• [Work to complete] Read the data below line by line and copy each one with "white" in it.

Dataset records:
════════════════════

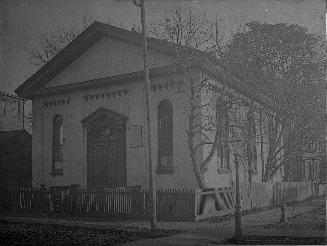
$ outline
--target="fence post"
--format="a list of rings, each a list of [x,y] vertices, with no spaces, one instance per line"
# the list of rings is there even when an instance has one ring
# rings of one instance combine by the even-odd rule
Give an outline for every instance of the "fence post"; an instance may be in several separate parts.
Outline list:
[[[42,213],[49,212],[50,206],[49,206],[49,197],[48,197],[48,190],[45,187],[45,184],[40,185],[40,198],[41,198],[41,211]]]
[[[9,189],[6,190],[6,202],[5,202],[5,210],[8,211],[8,213],[10,212],[10,193],[9,193]]]
[[[234,163],[235,163],[235,176],[236,176],[236,197],[235,197],[235,234],[234,234],[234,239],[235,240],[241,240],[243,235],[242,235],[242,222],[241,222],[241,199],[240,199],[240,181],[239,181],[239,160],[237,154],[235,154],[234,158]]]
[[[273,183],[272,184],[272,189],[273,189],[273,207],[276,207],[276,200],[277,200],[277,198],[276,198],[276,190],[277,190],[277,183]]]
[[[201,190],[197,189],[194,190],[194,220],[197,221],[197,215],[199,211],[199,204],[200,204],[200,196],[201,196]]]
[[[282,211],[282,214],[281,214],[281,217],[280,217],[280,223],[285,223],[285,222],[287,222],[286,203],[285,202],[283,202],[280,205],[280,209]]]

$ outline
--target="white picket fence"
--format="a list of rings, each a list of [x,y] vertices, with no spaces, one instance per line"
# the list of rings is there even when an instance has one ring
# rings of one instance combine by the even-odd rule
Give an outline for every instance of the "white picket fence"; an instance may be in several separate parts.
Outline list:
[[[235,187],[198,190],[195,198],[195,220],[234,212]],[[278,207],[282,203],[303,201],[327,195],[327,185],[310,182],[240,183],[241,209]]]
[[[279,206],[282,203],[303,201],[325,195],[327,185],[311,182],[275,182],[240,184],[242,210]]]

════════════════════

• [Output of the exercise]
--target="white picket fence"
Give an outline for every instance of the "white picket fence"; an instance may be in several separate parts.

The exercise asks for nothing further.